■ Data supplied:
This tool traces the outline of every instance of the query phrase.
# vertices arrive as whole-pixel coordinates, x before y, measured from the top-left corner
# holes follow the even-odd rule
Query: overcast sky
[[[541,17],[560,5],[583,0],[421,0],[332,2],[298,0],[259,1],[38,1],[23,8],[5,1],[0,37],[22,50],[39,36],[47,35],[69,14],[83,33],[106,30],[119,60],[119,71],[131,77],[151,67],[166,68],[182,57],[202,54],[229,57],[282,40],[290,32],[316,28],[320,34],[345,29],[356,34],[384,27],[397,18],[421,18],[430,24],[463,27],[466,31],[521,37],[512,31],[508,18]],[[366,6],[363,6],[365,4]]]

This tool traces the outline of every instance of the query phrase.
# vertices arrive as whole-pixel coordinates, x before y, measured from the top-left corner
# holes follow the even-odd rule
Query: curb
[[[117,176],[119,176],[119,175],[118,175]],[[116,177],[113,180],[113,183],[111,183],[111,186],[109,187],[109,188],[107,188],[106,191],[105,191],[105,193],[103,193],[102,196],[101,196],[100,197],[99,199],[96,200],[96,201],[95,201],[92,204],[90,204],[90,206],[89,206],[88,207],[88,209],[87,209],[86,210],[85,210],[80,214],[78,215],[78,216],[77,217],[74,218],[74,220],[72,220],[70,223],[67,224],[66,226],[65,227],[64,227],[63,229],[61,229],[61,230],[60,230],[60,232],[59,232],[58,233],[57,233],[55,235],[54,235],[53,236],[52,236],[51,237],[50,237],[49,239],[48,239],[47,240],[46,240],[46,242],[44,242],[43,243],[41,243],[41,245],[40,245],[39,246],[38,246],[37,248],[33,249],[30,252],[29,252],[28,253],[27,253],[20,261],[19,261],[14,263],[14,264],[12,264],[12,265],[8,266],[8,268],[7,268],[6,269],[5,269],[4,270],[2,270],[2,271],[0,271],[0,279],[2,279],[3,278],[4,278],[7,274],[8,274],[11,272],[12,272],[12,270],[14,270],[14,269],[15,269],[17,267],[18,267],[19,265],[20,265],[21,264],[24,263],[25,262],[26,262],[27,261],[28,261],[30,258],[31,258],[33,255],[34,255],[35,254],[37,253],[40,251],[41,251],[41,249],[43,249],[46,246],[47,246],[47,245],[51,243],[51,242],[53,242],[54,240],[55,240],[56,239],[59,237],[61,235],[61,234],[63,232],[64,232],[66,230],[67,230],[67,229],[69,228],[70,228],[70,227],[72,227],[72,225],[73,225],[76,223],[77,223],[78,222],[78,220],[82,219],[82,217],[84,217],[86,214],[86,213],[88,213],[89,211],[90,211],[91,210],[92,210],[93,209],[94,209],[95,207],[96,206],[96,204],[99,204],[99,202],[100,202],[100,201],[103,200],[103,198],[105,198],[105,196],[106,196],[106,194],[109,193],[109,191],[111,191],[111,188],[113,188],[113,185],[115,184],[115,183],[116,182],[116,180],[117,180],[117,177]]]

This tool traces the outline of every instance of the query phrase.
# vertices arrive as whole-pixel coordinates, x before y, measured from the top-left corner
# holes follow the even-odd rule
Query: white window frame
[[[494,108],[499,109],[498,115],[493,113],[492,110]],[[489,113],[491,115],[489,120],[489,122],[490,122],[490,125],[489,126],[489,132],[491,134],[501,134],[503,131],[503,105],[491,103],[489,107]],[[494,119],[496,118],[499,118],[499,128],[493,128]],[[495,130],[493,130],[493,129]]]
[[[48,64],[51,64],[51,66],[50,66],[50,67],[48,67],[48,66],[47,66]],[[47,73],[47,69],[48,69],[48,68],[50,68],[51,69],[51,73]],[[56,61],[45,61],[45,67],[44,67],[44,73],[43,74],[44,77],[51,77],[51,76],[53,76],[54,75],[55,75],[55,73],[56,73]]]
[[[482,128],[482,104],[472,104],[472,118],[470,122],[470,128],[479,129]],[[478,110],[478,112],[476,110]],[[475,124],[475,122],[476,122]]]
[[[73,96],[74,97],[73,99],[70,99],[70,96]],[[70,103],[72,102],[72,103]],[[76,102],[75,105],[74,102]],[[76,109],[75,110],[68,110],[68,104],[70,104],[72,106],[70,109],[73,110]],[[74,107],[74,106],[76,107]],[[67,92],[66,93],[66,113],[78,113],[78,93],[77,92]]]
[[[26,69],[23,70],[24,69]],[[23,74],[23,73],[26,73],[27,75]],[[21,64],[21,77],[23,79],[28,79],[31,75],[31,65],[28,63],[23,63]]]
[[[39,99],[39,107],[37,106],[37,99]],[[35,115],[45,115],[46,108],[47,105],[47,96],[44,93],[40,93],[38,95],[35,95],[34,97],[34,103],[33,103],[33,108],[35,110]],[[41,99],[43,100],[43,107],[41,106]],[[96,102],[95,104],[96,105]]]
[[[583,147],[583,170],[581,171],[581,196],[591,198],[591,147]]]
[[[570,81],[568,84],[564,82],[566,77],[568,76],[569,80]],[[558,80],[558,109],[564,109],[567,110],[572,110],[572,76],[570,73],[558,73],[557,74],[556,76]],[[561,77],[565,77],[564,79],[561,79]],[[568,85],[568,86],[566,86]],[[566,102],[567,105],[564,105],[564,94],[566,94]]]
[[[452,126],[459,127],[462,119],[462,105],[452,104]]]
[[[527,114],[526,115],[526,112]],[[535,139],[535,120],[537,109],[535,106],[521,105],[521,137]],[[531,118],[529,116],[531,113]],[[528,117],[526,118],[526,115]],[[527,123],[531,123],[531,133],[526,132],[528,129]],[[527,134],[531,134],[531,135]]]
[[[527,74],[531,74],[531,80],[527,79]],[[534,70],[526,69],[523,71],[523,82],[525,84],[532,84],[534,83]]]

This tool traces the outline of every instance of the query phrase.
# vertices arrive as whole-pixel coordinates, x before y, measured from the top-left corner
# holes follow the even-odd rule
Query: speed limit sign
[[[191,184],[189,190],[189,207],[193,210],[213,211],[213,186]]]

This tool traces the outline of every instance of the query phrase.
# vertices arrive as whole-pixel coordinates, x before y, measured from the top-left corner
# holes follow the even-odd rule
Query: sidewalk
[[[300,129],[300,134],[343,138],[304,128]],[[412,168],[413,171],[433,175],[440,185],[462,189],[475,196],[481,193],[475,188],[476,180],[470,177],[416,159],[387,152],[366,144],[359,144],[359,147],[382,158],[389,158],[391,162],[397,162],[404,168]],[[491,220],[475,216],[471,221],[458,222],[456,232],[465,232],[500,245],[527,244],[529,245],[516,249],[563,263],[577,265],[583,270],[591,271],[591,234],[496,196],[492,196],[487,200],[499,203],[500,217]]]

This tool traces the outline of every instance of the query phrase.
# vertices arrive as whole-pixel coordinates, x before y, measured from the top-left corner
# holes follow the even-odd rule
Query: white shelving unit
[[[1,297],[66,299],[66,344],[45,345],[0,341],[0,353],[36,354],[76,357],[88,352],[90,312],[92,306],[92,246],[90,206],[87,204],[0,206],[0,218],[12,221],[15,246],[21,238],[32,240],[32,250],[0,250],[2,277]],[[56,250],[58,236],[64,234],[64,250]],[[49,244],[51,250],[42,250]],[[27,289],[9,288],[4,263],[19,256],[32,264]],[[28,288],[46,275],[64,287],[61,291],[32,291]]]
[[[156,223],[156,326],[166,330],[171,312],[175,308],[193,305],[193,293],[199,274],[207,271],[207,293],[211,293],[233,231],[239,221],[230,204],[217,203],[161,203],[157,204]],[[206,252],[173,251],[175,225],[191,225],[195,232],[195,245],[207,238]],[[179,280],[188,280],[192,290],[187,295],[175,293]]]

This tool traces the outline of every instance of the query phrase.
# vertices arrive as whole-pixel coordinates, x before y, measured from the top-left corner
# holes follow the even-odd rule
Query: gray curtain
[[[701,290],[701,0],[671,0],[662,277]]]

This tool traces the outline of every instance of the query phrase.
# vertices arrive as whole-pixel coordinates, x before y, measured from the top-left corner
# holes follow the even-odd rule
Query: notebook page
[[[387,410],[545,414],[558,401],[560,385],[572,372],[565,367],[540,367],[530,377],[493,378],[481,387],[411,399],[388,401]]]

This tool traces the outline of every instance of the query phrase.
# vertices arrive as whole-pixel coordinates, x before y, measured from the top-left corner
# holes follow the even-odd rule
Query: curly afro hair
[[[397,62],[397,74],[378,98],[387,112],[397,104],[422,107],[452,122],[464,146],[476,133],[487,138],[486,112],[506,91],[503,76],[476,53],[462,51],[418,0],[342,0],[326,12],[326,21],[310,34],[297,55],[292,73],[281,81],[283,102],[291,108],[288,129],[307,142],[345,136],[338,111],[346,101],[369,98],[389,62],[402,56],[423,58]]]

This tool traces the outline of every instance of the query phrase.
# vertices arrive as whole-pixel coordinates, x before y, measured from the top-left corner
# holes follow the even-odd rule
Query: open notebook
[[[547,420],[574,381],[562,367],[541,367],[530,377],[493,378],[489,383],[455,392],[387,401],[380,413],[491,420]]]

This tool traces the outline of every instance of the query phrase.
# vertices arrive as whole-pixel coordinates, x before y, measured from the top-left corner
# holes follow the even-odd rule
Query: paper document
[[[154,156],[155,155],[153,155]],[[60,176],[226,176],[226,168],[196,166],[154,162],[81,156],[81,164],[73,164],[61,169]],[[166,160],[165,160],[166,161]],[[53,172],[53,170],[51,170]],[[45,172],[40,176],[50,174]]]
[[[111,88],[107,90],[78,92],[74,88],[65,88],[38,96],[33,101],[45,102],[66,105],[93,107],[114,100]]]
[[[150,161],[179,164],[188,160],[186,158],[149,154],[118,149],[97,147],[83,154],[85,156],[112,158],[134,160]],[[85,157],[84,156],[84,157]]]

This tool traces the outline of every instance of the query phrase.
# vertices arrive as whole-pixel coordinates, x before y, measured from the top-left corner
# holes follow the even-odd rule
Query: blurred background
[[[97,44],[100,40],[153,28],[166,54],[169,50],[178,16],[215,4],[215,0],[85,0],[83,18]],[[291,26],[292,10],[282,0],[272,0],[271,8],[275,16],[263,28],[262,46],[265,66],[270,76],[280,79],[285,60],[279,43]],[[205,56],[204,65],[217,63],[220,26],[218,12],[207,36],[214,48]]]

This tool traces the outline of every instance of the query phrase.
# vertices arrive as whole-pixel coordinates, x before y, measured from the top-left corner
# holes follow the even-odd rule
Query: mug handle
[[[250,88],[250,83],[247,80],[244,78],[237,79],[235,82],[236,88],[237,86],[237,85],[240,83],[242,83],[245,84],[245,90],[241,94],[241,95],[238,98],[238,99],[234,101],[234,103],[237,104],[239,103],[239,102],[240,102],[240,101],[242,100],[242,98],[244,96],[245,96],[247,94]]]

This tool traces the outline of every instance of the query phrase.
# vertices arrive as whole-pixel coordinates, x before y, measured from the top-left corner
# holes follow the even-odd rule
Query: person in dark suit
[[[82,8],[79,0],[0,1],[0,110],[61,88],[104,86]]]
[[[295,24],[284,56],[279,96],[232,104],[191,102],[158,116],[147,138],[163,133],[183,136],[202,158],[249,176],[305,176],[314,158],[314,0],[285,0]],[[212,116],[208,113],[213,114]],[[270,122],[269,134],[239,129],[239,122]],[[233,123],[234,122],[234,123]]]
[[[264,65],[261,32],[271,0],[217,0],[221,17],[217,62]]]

■ Written request: Lay out the lines as a numbered list, starting with the first line of the items and going on through the line that contains "Query: overcast sky". Leave out any blank lines.

■ Answer for the task:
1. This tool traces the outline of every instance of the query phrase.
2. # vertices arrive as whole-pixel coordinates, x before y, measured from the top-left corner
3. # holes follow the even-odd rule
4. Query: overcast sky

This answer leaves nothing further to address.